- [Dataset records]:
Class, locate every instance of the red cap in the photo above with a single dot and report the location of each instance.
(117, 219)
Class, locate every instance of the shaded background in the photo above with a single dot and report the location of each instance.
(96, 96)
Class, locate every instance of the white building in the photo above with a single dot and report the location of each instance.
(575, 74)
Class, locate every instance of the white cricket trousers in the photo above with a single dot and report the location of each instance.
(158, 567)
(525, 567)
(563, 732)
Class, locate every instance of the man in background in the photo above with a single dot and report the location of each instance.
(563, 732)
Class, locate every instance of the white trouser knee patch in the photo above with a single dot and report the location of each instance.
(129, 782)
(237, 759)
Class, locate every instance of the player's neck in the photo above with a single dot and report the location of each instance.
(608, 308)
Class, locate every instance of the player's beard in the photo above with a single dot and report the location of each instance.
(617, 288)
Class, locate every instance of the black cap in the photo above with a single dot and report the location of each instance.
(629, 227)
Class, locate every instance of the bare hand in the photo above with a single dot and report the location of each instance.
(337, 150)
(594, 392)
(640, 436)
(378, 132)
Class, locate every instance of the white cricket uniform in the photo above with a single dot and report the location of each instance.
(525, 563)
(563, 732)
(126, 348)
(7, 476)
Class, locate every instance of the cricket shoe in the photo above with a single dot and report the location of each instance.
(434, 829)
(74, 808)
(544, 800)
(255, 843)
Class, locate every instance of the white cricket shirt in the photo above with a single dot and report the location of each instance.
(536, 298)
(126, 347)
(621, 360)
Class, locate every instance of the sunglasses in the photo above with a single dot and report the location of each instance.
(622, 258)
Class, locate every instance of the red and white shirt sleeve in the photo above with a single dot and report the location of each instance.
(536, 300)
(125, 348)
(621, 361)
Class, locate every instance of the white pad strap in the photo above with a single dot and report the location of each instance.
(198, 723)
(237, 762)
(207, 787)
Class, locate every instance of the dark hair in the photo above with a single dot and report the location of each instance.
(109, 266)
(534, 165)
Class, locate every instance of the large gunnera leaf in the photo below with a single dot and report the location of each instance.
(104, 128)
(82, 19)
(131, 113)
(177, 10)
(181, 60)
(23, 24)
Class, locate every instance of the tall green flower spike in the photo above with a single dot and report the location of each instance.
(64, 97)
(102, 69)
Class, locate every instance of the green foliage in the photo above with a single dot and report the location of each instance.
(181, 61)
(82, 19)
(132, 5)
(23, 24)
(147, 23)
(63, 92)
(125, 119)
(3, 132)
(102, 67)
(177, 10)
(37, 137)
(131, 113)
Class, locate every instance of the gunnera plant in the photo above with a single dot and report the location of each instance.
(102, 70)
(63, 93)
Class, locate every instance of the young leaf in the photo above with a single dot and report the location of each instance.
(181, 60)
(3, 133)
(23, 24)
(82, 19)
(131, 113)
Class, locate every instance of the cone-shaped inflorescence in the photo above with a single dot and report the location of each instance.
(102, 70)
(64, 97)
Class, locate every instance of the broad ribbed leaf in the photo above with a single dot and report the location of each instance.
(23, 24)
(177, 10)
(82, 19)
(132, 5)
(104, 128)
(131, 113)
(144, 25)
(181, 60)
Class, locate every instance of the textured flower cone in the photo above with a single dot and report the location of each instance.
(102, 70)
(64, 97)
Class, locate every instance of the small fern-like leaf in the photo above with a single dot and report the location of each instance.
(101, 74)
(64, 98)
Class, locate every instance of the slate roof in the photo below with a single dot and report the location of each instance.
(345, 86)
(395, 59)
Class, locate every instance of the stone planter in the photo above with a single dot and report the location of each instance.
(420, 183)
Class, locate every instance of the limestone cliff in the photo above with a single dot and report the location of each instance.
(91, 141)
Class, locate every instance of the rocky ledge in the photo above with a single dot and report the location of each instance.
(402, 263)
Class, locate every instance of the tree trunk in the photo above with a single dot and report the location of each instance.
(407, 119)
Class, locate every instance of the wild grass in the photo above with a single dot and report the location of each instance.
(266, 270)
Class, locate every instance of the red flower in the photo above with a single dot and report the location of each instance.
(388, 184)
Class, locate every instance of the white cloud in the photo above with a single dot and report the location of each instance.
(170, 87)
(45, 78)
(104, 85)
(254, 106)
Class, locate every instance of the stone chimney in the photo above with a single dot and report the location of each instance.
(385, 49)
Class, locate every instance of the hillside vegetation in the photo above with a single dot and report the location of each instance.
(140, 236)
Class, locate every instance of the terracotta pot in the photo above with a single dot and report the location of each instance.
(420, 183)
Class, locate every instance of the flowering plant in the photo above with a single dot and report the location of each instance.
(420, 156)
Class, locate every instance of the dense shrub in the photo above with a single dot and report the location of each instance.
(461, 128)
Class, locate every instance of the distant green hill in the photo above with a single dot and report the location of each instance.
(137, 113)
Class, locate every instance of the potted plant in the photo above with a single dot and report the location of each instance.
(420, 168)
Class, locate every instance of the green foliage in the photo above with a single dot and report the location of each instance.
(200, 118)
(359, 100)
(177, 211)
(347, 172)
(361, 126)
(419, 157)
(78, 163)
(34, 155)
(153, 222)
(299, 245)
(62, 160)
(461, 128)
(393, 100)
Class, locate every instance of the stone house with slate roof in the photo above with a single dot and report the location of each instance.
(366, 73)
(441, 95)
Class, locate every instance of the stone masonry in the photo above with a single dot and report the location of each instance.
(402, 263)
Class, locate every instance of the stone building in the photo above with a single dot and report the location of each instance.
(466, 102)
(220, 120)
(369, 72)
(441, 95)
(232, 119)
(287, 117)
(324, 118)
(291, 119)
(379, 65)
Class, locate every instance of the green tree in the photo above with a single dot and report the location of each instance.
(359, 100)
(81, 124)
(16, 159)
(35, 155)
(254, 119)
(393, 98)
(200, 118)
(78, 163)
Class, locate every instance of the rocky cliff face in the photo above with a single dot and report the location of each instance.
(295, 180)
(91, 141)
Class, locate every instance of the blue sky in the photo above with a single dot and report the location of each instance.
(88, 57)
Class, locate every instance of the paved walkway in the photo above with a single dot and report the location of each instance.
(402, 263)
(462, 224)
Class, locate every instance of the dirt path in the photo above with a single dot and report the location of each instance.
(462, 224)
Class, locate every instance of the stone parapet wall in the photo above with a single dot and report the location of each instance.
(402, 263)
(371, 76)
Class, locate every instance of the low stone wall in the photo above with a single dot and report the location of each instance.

- [The problem]:
The records must be given again in full, exactly as they were written.

- [Response for this exercise]:
Class, locate every instance of the red cap in the photo above with a single dot and report the location of each instance.
(117, 219)
Class, locate every instance of the shaded background in the photo above with a single dot and report the location of each instance.
(96, 96)
Class, locate every instance of the white building in the photo above with a single dot and report the location of each instance.
(575, 74)
Class, locate every instance of the white cricket trousers in the photo above with a single dot and report the location of each instance.
(158, 567)
(525, 567)
(563, 732)
Class, locate every instance of the man in background in the photo above with a single dot and report the location of each instance.
(563, 732)
Class, locate every instance of the white trouser knee patch in the photo above with a single dot and report the location of each instance.
(129, 782)
(237, 759)
Class, locate every instance of the player's neck in the photo above with a single dot and report the location of each instance.
(608, 308)
Class, locate every instance of the player's beard in the photo above with a single dot and report the location of each instance.
(617, 288)
Class, locate every instance of the black cap in the photo above with a single dot and report the location of each instance.
(629, 227)
Class, locate every instance of the bare hand in the photo above with a single dot and report the location of each instance.
(337, 150)
(594, 392)
(640, 436)
(378, 132)
Class, locate every instance of the white cricket uniform in the photo above with a single dot and report the location of each instance.
(525, 563)
(563, 732)
(126, 348)
(7, 476)
Class, locate every instance of the cricket shoe in the photo above with a single dot and report the location of each instance.
(434, 829)
(74, 808)
(544, 800)
(255, 843)
Class, locate every instance of the white cricket shirt in the photo above with a single dot and report the location of each instance.
(536, 298)
(126, 347)
(621, 360)
Class, locate every instance of the sunglasses in the photo above with a single dot and report the location of each instance.
(622, 258)
Class, locate every instance of the red and white shirt sleeve in the photo above with a single dot and report the location of each instance.
(536, 300)
(125, 348)
(621, 361)
Class, locate every instance of the white pad strap in the photo above with a single dot and report the location of each instance.
(198, 723)
(237, 762)
(207, 787)
Class, locate every instance of the dark hair in the photo above with a single dot and report the location of each instance.
(109, 266)
(534, 165)
Class, locate every instance of the large gunnera leaf in the photo below with a single dot and report the location of each instance.
(104, 128)
(82, 19)
(131, 113)
(177, 10)
(181, 60)
(23, 24)
Class, locate every instance of the tall green flower spike in the photo above with a single dot and report the location of each instance.
(64, 97)
(102, 69)
Class, locate every instance of the green foliage in the photo above with a single dot and report the location of each instance.
(181, 61)
(82, 19)
(132, 5)
(23, 24)
(147, 23)
(63, 92)
(125, 119)
(3, 132)
(102, 67)
(177, 10)
(37, 137)
(131, 113)
Class, locate every instance of the gunnera plant in the photo above with a single dot and report the location of each instance.
(102, 70)
(63, 93)
Class, locate every instance of the young leaf in the photo above with a single dot and report the location of each instance.
(181, 60)
(3, 133)
(23, 24)
(82, 19)
(131, 113)
Class, locate every instance of the cone-shaped inflorescence in the photo above with a single dot and report the location of each instance.
(102, 70)
(64, 97)
Class, locate every instance of the broad ribbed leaf in the photo above with a single dot and report the location of each instance.
(23, 24)
(177, 10)
(82, 19)
(132, 5)
(104, 128)
(131, 113)
(144, 25)
(181, 60)
Class, locate every instance of the textured flower cone in the photo above with a single dot and report the location of each instance.
(102, 70)
(64, 97)
Class, locate every instance of the small fern-like leaf in the photo above with a single dot and report the location of each instance.
(101, 74)
(64, 98)
Class, locate every instance of the slate roof in the photo below with a single dot and report the location of each instance.
(345, 86)
(395, 59)
Class, locate every instance of the stone planter in the photo above with a single dot and report the location of each instance.
(420, 183)
Class, locate every instance of the limestone cliff in the photo above with a single dot and report the location of each instance.
(91, 141)
Class, locate every instance of the rocky ledge in the photo above with a single dot and report the location of each instance.
(402, 263)
Class, locate every instance of the tree trunk in the photo above with a single dot and report the location of each instance.
(407, 119)
Class, locate every instance of the wild grass in the photo above with a single dot and report the location of each instance.
(266, 270)
Class, locate every instance of the red flower in the photo above with a single dot and report the location of each instance.
(388, 184)
Class, locate every instance of the white cloud in the photo above with a single dot and report the location of each instance.
(170, 87)
(45, 78)
(104, 85)
(254, 106)
Class, locate every instance of the stone chimney in the photo above with a single dot and report the location of each instance.
(385, 49)
Class, locate every instance of the hillside vegetation in the photo above with a single dot and report the location of each instance.
(140, 236)
Class, locate every instance of the terracotta pot in the photo above with a single dot and report the location of each instance.
(420, 183)
Class, locate every instance of the flowering plant in the photo above with a single dot and report the location of each instance.
(420, 156)
Class, locate every instance of the dense shrub in the photo above with a single dot and report the location of each instance.
(461, 128)
Class, locate every instance of the distant green hill in the photo above with a single dot and report the location of each instance.
(137, 113)
Class, locate every instance of the potted plant in the photo above with a single dot and report the location of each instance.
(420, 168)
Class, locate every instance of the green foliage in the photo above with a single dot and report the location of each instance.
(200, 118)
(359, 100)
(177, 211)
(347, 172)
(361, 126)
(419, 157)
(78, 163)
(34, 155)
(153, 222)
(299, 245)
(62, 160)
(461, 128)
(393, 100)
Class, locate every instance of the stone house with slate roof in the photo above with a single dot and report the location of each instance.
(366, 73)
(441, 95)
Class, locate every instance of the stone masonry in the photo above with a single dot and report the location of each instance.
(402, 263)
Class, locate every instance of the stone building in the photo above with a single dot and report the location of each instance.
(466, 102)
(220, 120)
(369, 72)
(441, 95)
(232, 119)
(287, 117)
(324, 118)
(291, 119)
(379, 65)
Class, locate every instance of the green tree in the photo above with a single dot and report the location of each instance.
(359, 100)
(81, 124)
(16, 159)
(35, 155)
(254, 119)
(393, 98)
(200, 118)
(78, 163)
Class, locate every instance of the rocky cliff face in the photo above with a single dot and report the location of each instance.
(295, 180)
(91, 141)
Class, locate every instance of the blue sky in the photo above with a single dot and report the location of each instance.
(88, 57)
Class, locate every instance of the paved walkway in the photo above with a single dot and report the location of each instance.
(402, 263)
(462, 224)
Class, locate every instance of the dirt path in the photo above with a single dot and report the location of each instance.
(462, 224)
Class, locate every instance of the stone parapet wall in the photo above with a single dot and report the location of each instance.
(402, 263)
(371, 76)
Class, locate every instance of the low stone wall in the photo above with a single dot and report the location of each instance.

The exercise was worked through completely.